START Extracted data

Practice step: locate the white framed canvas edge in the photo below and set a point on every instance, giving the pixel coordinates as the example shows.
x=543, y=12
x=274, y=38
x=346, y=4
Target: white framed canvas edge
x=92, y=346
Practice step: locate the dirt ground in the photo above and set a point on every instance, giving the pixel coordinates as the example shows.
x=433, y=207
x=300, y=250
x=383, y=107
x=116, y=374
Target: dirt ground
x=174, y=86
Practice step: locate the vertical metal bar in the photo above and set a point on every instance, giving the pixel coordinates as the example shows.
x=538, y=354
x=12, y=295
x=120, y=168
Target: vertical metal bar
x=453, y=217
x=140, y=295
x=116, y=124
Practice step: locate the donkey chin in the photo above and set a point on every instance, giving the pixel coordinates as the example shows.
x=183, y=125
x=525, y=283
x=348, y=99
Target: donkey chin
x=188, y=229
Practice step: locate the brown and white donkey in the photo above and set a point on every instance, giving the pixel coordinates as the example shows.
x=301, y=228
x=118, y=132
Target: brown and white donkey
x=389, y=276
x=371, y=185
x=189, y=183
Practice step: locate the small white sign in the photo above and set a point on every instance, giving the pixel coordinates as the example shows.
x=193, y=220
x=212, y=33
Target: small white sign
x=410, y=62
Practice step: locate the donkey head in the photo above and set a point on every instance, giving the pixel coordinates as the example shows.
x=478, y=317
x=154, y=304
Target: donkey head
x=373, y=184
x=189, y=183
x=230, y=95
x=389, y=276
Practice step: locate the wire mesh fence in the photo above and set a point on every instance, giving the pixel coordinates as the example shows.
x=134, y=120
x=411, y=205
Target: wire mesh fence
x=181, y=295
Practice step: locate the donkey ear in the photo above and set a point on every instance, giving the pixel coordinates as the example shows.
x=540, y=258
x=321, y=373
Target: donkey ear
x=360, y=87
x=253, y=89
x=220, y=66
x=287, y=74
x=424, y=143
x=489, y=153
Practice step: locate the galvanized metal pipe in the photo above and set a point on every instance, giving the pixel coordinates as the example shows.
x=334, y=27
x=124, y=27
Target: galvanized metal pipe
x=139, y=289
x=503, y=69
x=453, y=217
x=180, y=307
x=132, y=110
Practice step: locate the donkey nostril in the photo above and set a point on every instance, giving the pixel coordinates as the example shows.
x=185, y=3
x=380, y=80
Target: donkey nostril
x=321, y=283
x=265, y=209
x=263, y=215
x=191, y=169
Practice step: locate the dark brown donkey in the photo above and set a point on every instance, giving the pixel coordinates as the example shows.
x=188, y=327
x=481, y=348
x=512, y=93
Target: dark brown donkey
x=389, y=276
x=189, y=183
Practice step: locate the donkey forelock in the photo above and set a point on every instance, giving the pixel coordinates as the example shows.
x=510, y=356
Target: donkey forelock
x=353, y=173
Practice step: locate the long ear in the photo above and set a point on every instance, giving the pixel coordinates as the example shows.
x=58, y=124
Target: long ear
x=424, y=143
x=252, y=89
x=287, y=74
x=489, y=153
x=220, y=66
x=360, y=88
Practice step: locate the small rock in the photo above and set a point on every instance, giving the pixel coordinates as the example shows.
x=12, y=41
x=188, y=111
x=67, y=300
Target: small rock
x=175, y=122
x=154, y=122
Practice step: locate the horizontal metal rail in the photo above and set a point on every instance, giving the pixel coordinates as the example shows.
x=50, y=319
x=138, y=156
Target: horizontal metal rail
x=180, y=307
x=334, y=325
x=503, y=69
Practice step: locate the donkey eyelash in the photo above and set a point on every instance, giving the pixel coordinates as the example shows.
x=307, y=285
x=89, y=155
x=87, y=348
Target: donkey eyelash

END Extracted data

Reproduce all entries. Keep them exact.

Practice step: locate the white framed canvas edge in the photo below and set a point on every instance, giving the pixel coordinates as the example shows.
x=543, y=12
x=274, y=38
x=346, y=4
Target: white framed canvas edge
x=92, y=346
Practice step: locate the dirt ground in the photo above and set a point on every instance, giving the pixel coordinates as the example shows.
x=433, y=207
x=300, y=250
x=383, y=107
x=116, y=374
Target: dirt ground
x=174, y=86
Practice step: locate the vertical metal bar in the photo above and set a point on every instance, giving the pixel coordinates as the example shows.
x=538, y=354
x=12, y=295
x=120, y=168
Target: vertical metal bar
x=453, y=217
x=140, y=295
x=116, y=124
Practice step: locate the donkey chin in the photo above and set a point on every instance, giving the pixel coordinates as the example shows.
x=183, y=125
x=525, y=283
x=348, y=99
Target: donkey chin
x=188, y=229
Practice step: locate the brown and white donkey in the photo above and set a point on every instance, giving the pixel coordinates as the example shows.
x=301, y=228
x=118, y=132
Target: brown and white donkey
x=389, y=276
x=371, y=185
x=189, y=183
Practice step: locate the small white sign in the photo above and set a point on every instance, giving the pixel coordinates as the example shows.
x=193, y=220
x=212, y=33
Target: small white sign
x=410, y=62
Practice step: locate the donkey head in the photo above and set a point on every instance, giving the pixel coordinates as the example shows.
x=478, y=317
x=154, y=304
Target: donkey head
x=373, y=184
x=189, y=183
x=230, y=95
x=389, y=276
Practice step: locate the wire mesh fence in the photo above and set a point on every instance, giving the pixel coordinates as the example shows.
x=134, y=120
x=411, y=205
Target: wire mesh fence
x=181, y=295
Practice step: locate the donkey ear in the photo above and set a point on every instance, giving the pixel coordinates as the example shows.
x=540, y=258
x=321, y=373
Target: donkey ear
x=360, y=87
x=253, y=89
x=220, y=66
x=287, y=74
x=424, y=143
x=489, y=153
Practice step: locate the galvanized metal pipe in the photo above and set a point on every instance, giving the pixel coordinates as the example shows.
x=334, y=27
x=124, y=27
Target: galvanized metal pipe
x=139, y=289
x=503, y=69
x=453, y=217
x=180, y=307
x=132, y=110
Practice step: locate the donkey nostril in the photo above and set a point on every instance, giving the pixel coordinates as the example shows.
x=185, y=3
x=380, y=80
Target: donkey nostril
x=321, y=283
x=265, y=209
x=263, y=215
x=191, y=169
Practice step: locate the dark brown donkey in the photo above and set a point on every instance, giving the pixel coordinates as the example shows.
x=188, y=327
x=481, y=348
x=512, y=93
Target: dark brown donkey
x=389, y=276
x=189, y=183
Practice step: locate the donkey forelock in the photo above and set a point on every instance, giving the pixel coordinates as the example shows.
x=510, y=356
Target: donkey forelock
x=353, y=173
Practice step: locate the long ear in the photo above and set a point on every instance, giving the pixel coordinates as the example shows.
x=58, y=124
Target: long ear
x=424, y=143
x=252, y=89
x=287, y=74
x=489, y=153
x=220, y=66
x=360, y=88
Practice step: locate the small rock in the photo above and set a point on every instance, giving the pixel coordinates as the example shows.
x=12, y=41
x=188, y=111
x=67, y=300
Target: small rock
x=175, y=122
x=154, y=122
Practice step: locate the horizontal metal rail in the photo above and set a point on every instance, giving the pixel coordinates as the example shows.
x=50, y=319
x=138, y=156
Target: horizontal metal rail
x=180, y=307
x=334, y=325
x=503, y=69
Practice step: locate the donkey eyelash in the photo above and set a point on every instance, giving the pixel coordinates as the example shows.
x=307, y=285
x=89, y=155
x=87, y=348
Target: donkey eyelash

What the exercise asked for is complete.